**What the task asks**
Set down all of the entries word for word, omitting the images they contain.
--- --- ---
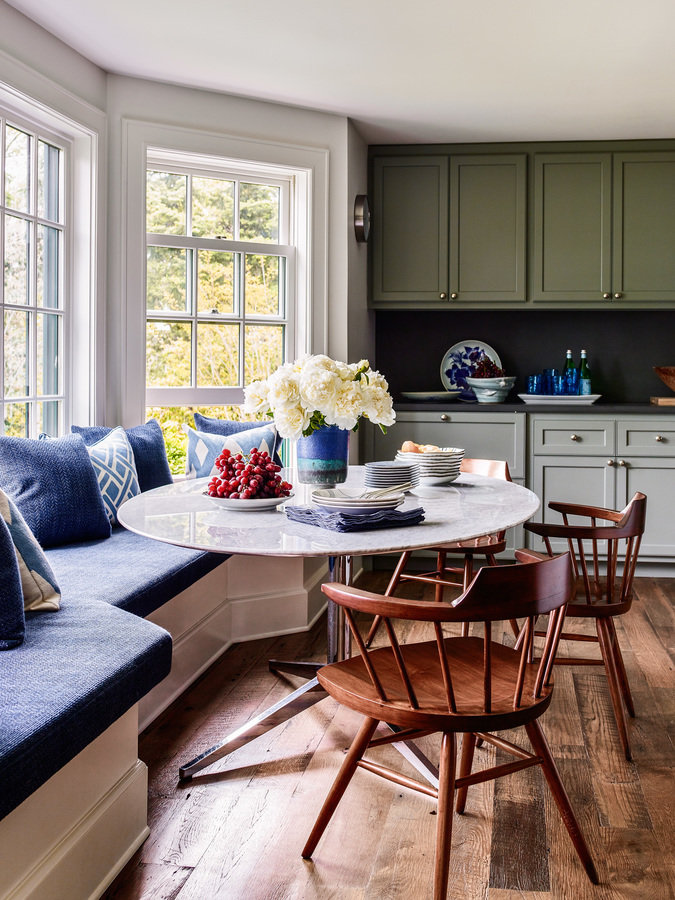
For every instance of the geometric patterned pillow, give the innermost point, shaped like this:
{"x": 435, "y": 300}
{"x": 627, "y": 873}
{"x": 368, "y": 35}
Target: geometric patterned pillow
{"x": 203, "y": 449}
{"x": 113, "y": 462}
{"x": 38, "y": 583}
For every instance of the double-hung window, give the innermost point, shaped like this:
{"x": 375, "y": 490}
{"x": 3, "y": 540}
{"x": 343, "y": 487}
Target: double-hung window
{"x": 219, "y": 279}
{"x": 32, "y": 235}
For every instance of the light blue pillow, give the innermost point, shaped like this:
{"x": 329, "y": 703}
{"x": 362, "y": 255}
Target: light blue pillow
{"x": 203, "y": 449}
{"x": 113, "y": 462}
{"x": 38, "y": 583}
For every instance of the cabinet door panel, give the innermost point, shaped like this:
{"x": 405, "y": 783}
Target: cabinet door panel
{"x": 644, "y": 226}
{"x": 656, "y": 479}
{"x": 588, "y": 480}
{"x": 487, "y": 227}
{"x": 646, "y": 437}
{"x": 572, "y": 226}
{"x": 410, "y": 229}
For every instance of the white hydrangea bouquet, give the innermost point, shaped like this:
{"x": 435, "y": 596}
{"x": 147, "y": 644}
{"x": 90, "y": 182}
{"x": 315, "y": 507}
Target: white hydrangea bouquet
{"x": 314, "y": 391}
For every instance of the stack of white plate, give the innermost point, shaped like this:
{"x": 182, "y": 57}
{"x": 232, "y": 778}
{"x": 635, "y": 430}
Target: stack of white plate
{"x": 340, "y": 500}
{"x": 389, "y": 472}
{"x": 435, "y": 466}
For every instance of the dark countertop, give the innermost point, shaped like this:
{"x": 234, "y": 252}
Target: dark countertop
{"x": 597, "y": 408}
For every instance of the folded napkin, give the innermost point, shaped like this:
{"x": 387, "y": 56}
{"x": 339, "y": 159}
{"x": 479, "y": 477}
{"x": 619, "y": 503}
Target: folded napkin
{"x": 344, "y": 521}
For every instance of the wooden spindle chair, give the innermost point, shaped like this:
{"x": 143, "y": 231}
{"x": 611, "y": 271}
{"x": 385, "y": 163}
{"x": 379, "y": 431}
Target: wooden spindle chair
{"x": 470, "y": 685}
{"x": 604, "y": 558}
{"x": 445, "y": 575}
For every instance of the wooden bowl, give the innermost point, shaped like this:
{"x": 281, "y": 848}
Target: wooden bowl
{"x": 667, "y": 375}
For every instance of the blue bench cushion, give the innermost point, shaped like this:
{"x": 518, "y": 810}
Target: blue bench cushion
{"x": 147, "y": 442}
{"x": 76, "y": 672}
{"x": 128, "y": 570}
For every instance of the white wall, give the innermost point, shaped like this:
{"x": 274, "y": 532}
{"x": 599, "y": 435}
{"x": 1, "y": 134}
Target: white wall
{"x": 38, "y": 64}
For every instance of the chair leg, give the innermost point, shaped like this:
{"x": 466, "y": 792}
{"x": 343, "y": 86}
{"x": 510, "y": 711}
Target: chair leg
{"x": 620, "y": 668}
{"x": 605, "y": 642}
{"x": 466, "y": 759}
{"x": 446, "y": 796}
{"x": 541, "y": 748}
{"x": 349, "y": 766}
{"x": 394, "y": 582}
{"x": 440, "y": 566}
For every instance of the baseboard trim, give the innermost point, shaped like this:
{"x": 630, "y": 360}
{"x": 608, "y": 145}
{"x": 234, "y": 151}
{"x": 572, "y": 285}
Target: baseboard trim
{"x": 94, "y": 846}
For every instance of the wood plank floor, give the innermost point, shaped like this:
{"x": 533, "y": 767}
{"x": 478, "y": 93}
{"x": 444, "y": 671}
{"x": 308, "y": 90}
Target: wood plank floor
{"x": 236, "y": 831}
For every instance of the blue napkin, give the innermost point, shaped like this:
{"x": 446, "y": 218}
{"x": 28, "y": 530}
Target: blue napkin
{"x": 344, "y": 521}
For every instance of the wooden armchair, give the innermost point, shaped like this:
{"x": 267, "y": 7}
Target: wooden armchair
{"x": 470, "y": 685}
{"x": 444, "y": 575}
{"x": 604, "y": 557}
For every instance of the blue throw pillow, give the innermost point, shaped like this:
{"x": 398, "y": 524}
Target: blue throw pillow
{"x": 229, "y": 427}
{"x": 38, "y": 582}
{"x": 113, "y": 462}
{"x": 147, "y": 442}
{"x": 54, "y": 486}
{"x": 203, "y": 449}
{"x": 12, "y": 620}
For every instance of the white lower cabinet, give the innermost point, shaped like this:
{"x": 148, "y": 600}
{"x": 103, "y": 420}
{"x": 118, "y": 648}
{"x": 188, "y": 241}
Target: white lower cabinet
{"x": 603, "y": 462}
{"x": 594, "y": 459}
{"x": 485, "y": 435}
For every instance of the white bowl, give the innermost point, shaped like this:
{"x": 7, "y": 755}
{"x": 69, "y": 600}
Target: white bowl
{"x": 491, "y": 390}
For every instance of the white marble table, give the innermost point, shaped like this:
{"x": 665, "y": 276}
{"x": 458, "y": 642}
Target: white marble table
{"x": 181, "y": 514}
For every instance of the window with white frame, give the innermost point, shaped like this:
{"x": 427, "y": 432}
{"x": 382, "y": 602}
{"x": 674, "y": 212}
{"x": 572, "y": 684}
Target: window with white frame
--- --- ---
**Solution**
For every instance of the geometric patterned pillow, give the innermost point, shaped like this:
{"x": 435, "y": 300}
{"x": 627, "y": 873}
{"x": 368, "y": 35}
Target: geometric patterned pillow
{"x": 203, "y": 449}
{"x": 113, "y": 462}
{"x": 38, "y": 583}
For every instance of the double-hung window, give the innermost point, shaped like this:
{"x": 375, "y": 490}
{"x": 3, "y": 540}
{"x": 343, "y": 487}
Target: double-hung window
{"x": 219, "y": 279}
{"x": 32, "y": 235}
For every instance of the light blue pillow, give the innermost point, shaped like this:
{"x": 329, "y": 703}
{"x": 362, "y": 255}
Target: light blue pillow
{"x": 203, "y": 449}
{"x": 113, "y": 462}
{"x": 38, "y": 583}
For every instance of the cabinet door panel, give the innermost point, shaped like this:
{"x": 405, "y": 783}
Target: cabinet door panel
{"x": 644, "y": 226}
{"x": 656, "y": 479}
{"x": 588, "y": 480}
{"x": 487, "y": 227}
{"x": 646, "y": 437}
{"x": 572, "y": 226}
{"x": 410, "y": 229}
For every instance of the white hydrangea bouquet, give the innermost point, shaped like this:
{"x": 435, "y": 596}
{"x": 147, "y": 644}
{"x": 90, "y": 182}
{"x": 315, "y": 507}
Target: white hydrangea bouquet
{"x": 314, "y": 391}
For every instance of the stack of white plate, give the innermost point, shaped like this:
{"x": 182, "y": 57}
{"x": 232, "y": 778}
{"x": 635, "y": 430}
Target: stack of white plate
{"x": 340, "y": 500}
{"x": 389, "y": 472}
{"x": 435, "y": 466}
For every instance of the dark countertop, give the innermost point, shaped like this:
{"x": 234, "y": 252}
Target: dark countertop
{"x": 597, "y": 408}
For every instance of the folded napkin, give the innermost point, shaped like this:
{"x": 387, "y": 56}
{"x": 339, "y": 159}
{"x": 479, "y": 477}
{"x": 619, "y": 503}
Target: folded napkin
{"x": 344, "y": 521}
For every instance of the wooden spindle chair, give the innermost point, shaped like this:
{"x": 143, "y": 231}
{"x": 611, "y": 271}
{"x": 385, "y": 163}
{"x": 379, "y": 431}
Target: wooden spindle chair
{"x": 470, "y": 685}
{"x": 604, "y": 558}
{"x": 445, "y": 575}
For every instance of the wooden bowl, give the innermost point, shaped like this:
{"x": 281, "y": 848}
Target: wooden bowl
{"x": 667, "y": 375}
For every instance of the blue bench cushion, give the innermost point, shaped like this:
{"x": 518, "y": 810}
Target: blue bench cushion
{"x": 147, "y": 442}
{"x": 76, "y": 672}
{"x": 128, "y": 570}
For every instance of the white wall, give the innermost point, shaped like this:
{"x": 274, "y": 532}
{"x": 599, "y": 435}
{"x": 1, "y": 134}
Target: white wall
{"x": 38, "y": 64}
For every instance of the chair leg, give the innermost point, shaped like this:
{"x": 466, "y": 792}
{"x": 343, "y": 86}
{"x": 510, "y": 711}
Target: chair leg
{"x": 620, "y": 668}
{"x": 605, "y": 642}
{"x": 466, "y": 759}
{"x": 446, "y": 796}
{"x": 541, "y": 748}
{"x": 349, "y": 766}
{"x": 394, "y": 582}
{"x": 440, "y": 566}
For every instance of the baseboard trim, give the innermost point, shaped like this:
{"x": 630, "y": 360}
{"x": 608, "y": 145}
{"x": 234, "y": 151}
{"x": 572, "y": 285}
Target: baseboard trim
{"x": 94, "y": 846}
For every instance of the wood plank floor, give the innermost point, shaped like this:
{"x": 533, "y": 767}
{"x": 478, "y": 93}
{"x": 444, "y": 671}
{"x": 308, "y": 90}
Target: wood plank floor
{"x": 236, "y": 831}
For every instance of the blue napkin, give the innermost point, shaped like this:
{"x": 446, "y": 218}
{"x": 28, "y": 530}
Target: blue napkin
{"x": 344, "y": 521}
For every instance of the wooden armchair, give the innermost point, shaped like this:
{"x": 267, "y": 7}
Target: wooden armchair
{"x": 470, "y": 685}
{"x": 444, "y": 575}
{"x": 604, "y": 557}
For every instance of the blue throw pillow, give the innermost point, shaped like this:
{"x": 398, "y": 524}
Target: blue throw pillow
{"x": 229, "y": 427}
{"x": 38, "y": 582}
{"x": 113, "y": 462}
{"x": 147, "y": 442}
{"x": 54, "y": 486}
{"x": 203, "y": 449}
{"x": 12, "y": 620}
For every instance of the white lower cabinet, give the innermost point, shaped like this:
{"x": 148, "y": 600}
{"x": 103, "y": 420}
{"x": 118, "y": 648}
{"x": 188, "y": 241}
Target: white lower cabinet
{"x": 603, "y": 462}
{"x": 594, "y": 459}
{"x": 485, "y": 435}
For every instance of the white bowl, give the innermost point, shaped like this:
{"x": 7, "y": 755}
{"x": 69, "y": 600}
Target: white bowl
{"x": 491, "y": 390}
For every instance of the white marble table, give the innermost point, shaped like this:
{"x": 665, "y": 276}
{"x": 458, "y": 642}
Target: white marble table
{"x": 181, "y": 514}
For every instance of the window with white frame, give the innermost point, shaped like this:
{"x": 427, "y": 432}
{"x": 382, "y": 602}
{"x": 674, "y": 212}
{"x": 572, "y": 684}
Target: window with white frame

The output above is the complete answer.